• **Task list**
A) Translate this sentence from the Valentine's Day column into Spanish: "I live in the country, and I view wildlife every day."
B) In the Valentine's Day column, what name did the writer give the photograph of the male and female brown pelicans?
C) Write the next part of the Valentine's Day column, picking up after its final sentence.

• **Document excerpt**
--------------------------------------------------

Valentine’s Day all around us

By Janice Edwards / The Bulletin

“Love and Magic have a great deal in common. They enrich the soul, delight the heart, and they both take practice.” - Nora Roberts


We celebrate a day of love and affection, Valentine’s Day, on Feb. 14 every year. We give and get gifts of cards, box-shaped hearts filled with chocolates, champagne, lavish candlelight dinners and jewelry. Sometimes I think that this celebration of love is getting just too commercial. But when I do, all I have to do to change my mind is look around me.

I live in the country, and I view wildlife every day. So, if I look, I see that they are getting in on the celebration as well. Birds are the most noticeable. For instance, Purple Martin houses should be placed out each year by Valentine’s Day for the heralds of the song of spring to roost. Pelicans and Roseate Spoonbills take on breeding plumage.

I get my camera out this time of year as the spring migration starts, and I try to capture the rapture.

One year, I photographed a male and female brown pelican sitting on a log, forming a heart. I call that picture “Lovebirds.” It’s not the most beautiful picture in the world, but it brings to mind what “Love” looks like, much like the gold unicorn charm on the necklace I always wear. Roy bought it for me when we first started dating, and it is a constant reminder that I am loved.

This is the story of the gold unicorn.

When you discover that your relationship has gone past spending time together briefly to share a meal, or catch a popular new movie, dating takes on a heightened characteristic. What matters most to one becomes the other’s concern.

--------------------------------------------------

• **Record list**
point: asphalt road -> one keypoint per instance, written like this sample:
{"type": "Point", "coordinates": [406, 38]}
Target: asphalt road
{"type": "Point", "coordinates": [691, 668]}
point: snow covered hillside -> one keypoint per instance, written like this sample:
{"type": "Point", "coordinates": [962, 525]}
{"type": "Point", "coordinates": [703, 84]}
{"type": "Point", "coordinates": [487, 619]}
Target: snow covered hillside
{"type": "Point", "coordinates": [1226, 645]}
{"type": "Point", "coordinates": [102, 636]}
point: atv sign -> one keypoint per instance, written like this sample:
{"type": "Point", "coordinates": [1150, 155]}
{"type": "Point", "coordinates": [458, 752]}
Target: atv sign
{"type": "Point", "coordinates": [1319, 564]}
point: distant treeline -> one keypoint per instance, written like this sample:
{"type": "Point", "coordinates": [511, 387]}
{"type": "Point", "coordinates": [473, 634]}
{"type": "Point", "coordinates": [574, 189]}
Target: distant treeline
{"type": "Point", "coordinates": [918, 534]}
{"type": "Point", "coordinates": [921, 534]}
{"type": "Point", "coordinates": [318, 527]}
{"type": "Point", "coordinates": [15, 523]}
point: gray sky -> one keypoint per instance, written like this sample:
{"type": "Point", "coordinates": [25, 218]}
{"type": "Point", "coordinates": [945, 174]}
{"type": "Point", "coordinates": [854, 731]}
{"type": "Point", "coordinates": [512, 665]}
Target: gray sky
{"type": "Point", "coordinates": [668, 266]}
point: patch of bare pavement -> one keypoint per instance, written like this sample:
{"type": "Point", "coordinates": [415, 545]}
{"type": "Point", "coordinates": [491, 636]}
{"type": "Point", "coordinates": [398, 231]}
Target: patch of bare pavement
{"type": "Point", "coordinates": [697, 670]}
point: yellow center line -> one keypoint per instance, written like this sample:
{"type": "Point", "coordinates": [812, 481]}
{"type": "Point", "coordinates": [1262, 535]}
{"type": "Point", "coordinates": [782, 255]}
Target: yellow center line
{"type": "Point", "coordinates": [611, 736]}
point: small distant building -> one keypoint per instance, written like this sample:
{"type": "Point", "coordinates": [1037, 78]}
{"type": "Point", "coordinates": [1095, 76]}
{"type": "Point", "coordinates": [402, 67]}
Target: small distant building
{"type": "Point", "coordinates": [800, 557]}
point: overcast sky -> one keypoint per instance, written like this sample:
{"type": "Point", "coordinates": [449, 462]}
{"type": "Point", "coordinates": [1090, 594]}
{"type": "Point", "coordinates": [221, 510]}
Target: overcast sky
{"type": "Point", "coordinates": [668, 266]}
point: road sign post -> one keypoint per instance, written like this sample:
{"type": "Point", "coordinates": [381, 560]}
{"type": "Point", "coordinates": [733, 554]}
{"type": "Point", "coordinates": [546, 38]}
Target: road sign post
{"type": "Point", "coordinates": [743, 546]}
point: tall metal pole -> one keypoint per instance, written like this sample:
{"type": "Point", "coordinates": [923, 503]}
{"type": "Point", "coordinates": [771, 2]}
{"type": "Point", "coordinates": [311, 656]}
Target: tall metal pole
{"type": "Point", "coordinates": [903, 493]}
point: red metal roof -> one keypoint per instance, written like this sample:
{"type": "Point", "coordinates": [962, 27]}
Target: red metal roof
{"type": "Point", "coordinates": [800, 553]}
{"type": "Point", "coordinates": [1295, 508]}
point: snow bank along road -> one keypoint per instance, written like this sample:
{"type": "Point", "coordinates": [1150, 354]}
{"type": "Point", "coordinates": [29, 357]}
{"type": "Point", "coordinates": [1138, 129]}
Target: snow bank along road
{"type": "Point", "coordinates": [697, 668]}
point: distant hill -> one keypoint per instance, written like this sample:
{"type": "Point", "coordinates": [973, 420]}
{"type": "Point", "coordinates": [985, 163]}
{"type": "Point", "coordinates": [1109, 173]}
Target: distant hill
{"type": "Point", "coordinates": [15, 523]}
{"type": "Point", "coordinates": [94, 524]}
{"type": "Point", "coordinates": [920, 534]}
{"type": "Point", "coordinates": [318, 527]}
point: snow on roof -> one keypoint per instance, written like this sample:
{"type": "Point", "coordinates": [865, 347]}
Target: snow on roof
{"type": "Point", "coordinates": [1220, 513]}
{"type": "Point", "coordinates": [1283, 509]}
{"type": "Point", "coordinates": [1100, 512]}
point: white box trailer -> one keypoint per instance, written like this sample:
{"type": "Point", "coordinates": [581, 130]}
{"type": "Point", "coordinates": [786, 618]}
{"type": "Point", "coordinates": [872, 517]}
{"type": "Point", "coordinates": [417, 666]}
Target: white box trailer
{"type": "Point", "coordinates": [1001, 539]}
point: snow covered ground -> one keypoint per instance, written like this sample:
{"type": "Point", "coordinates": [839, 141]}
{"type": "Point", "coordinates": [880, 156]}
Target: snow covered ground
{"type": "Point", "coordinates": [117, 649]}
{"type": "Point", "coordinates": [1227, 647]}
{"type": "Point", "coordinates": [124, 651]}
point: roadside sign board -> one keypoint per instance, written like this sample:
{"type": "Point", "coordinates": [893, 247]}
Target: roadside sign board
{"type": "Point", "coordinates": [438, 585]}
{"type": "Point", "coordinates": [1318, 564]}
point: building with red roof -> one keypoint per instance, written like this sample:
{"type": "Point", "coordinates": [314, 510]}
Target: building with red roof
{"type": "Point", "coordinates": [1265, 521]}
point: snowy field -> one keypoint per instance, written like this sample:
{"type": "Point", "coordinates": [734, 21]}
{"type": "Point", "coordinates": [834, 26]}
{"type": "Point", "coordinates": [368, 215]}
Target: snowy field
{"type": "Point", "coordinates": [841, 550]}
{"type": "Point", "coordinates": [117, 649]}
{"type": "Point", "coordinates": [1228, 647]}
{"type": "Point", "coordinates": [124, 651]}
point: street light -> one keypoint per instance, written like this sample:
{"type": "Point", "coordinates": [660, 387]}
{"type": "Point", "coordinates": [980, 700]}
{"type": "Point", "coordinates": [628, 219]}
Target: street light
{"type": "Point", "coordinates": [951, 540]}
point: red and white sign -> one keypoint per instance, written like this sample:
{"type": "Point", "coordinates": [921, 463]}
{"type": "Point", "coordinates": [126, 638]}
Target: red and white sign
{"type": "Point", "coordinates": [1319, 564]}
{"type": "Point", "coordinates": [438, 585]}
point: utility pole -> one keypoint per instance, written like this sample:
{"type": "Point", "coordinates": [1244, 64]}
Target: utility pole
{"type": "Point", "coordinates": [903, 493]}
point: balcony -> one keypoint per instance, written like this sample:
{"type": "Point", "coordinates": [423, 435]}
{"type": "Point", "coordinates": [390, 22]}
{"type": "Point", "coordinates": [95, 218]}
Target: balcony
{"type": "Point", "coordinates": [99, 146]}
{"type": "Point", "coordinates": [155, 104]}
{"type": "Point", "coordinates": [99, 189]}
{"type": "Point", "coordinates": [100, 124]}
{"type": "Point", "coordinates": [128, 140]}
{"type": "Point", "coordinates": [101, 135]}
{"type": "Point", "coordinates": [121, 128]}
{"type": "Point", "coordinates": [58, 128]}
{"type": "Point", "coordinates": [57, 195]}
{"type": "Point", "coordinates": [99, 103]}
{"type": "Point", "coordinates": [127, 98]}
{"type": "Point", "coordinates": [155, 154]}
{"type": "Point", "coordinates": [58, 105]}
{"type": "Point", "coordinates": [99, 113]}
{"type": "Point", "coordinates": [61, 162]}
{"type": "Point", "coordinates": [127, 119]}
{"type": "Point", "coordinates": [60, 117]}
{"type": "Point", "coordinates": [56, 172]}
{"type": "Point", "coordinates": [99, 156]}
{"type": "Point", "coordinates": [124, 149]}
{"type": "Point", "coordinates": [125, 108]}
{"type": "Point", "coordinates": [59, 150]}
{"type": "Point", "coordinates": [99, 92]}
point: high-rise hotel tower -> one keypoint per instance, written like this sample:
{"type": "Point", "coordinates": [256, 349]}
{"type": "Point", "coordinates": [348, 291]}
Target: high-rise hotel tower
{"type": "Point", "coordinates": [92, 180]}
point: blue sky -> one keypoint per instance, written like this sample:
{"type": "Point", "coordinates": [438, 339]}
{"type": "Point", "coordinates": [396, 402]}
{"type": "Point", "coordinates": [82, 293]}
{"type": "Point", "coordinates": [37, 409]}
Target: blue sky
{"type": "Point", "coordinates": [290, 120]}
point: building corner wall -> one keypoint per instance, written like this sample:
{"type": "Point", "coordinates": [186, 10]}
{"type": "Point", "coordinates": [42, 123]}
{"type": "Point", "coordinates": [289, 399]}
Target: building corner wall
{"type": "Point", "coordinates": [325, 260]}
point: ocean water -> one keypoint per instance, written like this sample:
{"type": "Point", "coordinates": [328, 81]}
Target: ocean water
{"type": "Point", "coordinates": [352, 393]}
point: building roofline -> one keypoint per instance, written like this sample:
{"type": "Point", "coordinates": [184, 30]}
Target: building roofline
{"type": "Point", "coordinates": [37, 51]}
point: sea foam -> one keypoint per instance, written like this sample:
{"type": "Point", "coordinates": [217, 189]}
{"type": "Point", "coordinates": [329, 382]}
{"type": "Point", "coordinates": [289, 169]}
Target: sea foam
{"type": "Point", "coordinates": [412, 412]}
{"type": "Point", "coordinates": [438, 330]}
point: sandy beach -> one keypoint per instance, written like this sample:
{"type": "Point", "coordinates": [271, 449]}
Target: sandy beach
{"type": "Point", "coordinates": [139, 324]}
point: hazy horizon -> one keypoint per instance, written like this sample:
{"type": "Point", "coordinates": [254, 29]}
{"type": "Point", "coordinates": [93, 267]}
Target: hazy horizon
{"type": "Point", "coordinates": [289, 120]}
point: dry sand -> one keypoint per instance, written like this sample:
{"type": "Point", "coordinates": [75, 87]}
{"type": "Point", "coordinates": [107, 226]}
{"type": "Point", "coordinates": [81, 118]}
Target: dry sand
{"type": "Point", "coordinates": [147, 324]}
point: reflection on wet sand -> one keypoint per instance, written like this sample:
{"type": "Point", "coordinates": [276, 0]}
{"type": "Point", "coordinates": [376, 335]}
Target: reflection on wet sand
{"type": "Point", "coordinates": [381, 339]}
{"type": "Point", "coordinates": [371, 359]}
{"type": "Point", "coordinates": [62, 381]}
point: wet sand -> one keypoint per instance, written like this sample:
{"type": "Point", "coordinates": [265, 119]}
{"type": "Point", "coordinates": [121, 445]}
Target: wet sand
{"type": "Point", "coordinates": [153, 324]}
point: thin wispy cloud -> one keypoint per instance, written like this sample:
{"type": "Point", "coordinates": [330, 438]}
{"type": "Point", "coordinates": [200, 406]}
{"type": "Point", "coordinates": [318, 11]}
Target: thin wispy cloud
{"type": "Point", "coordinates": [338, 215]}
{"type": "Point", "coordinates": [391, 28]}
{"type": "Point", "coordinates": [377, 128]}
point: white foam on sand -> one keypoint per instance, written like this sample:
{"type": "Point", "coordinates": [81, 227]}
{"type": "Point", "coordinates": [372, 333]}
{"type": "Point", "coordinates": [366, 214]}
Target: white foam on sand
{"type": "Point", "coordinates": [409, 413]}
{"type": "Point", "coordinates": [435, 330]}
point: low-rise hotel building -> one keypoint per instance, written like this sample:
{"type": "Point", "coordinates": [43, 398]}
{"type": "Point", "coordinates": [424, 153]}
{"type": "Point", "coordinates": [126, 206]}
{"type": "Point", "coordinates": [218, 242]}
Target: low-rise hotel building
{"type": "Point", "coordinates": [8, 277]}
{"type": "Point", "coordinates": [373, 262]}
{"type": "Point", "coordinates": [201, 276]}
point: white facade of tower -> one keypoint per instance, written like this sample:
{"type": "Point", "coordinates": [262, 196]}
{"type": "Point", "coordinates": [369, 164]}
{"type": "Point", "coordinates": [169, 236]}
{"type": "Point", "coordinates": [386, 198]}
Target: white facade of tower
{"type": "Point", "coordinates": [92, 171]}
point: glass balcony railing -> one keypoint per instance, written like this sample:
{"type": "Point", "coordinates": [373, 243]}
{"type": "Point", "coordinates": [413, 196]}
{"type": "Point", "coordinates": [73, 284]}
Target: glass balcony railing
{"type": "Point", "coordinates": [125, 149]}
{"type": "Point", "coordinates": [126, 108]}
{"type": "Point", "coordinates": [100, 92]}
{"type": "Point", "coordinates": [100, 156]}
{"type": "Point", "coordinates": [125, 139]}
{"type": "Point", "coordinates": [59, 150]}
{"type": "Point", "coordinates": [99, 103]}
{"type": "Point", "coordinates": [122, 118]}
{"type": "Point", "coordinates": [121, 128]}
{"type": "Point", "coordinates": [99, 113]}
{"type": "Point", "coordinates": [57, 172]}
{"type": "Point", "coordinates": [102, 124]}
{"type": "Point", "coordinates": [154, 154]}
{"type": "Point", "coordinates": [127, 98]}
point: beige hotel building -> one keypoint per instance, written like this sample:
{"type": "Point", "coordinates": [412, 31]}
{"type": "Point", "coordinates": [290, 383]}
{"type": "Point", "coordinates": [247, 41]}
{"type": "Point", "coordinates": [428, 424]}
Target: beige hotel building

--------------------------------------------------

• **Per-task outputs**
A) Vivo en el campo y veo fauna silvestre todos los días.

B) "Lovebirds."

C)
Roy and I had just reached that tenuous state in our relationship, when introductions to his grown daughter, Shirlene, from a previous marriage, were in order. I knew she was the apple of his eye, so as we reached the sidewalk leading to her door, I stopped dead. If she liked me, then I was “in” with her dad, but if she didn’t … Well, I didn’t even want to think about that.
Luckily, Roy saw my hesitation and said, “Don’t worry, she’s going to love you.” When Shirlene opened the door, it was like we had known each other all our lives. There was an instant bond between the two of us.

Not long after meeting Shirlene, Roy called me. He was concerned for his daughter. She had called to tell him she had been laid off. That news alone would have been bad enough, but she was recovering from her own divorce and had just signed a new apartment lease. Her future looked bleak.

Roy was working as a warehouse manager and could not leave until all the trucks were loaded out for delivery the next day. But I lived close to Shirlene. He asked me if she could come to my place and if I could keep her occupied until he could get there.

Though our relationship was still new, and I had no idea how I could console Shirlene, I called her and asked her to come over. I got out some snacks and opened a bottle of wine. Then we proceeded to talk – about everything. I think we solved all the problems of the world that night, and I had turned her tears into laughter before her dad arrived. When he did, he gave his daughter the fatherly assurances only he could give, and it wasn’t long before the world was no longer coming to an end.
When they left, Roy thanked me for giving his daughter a new outlook on life. I was glad I could help, but all she really needed was someone to listen that night.

I really didn’t understand how this situation had affected Roy, though, until our next date. Roy came by to take me to dinner, but before we left the apartment, he reached in his pocket, pulled out a small white jewelry box and gave it to me.

When I opened the box, there lay a prancing solid gold unicorn on a chain. I was speechless. He gently lifted my chin so that I was looking at him square in the eyes when he said, “I’ll never forget you helping my daughter like that. I got you this unicorn because I hope our relationship will always be magic.”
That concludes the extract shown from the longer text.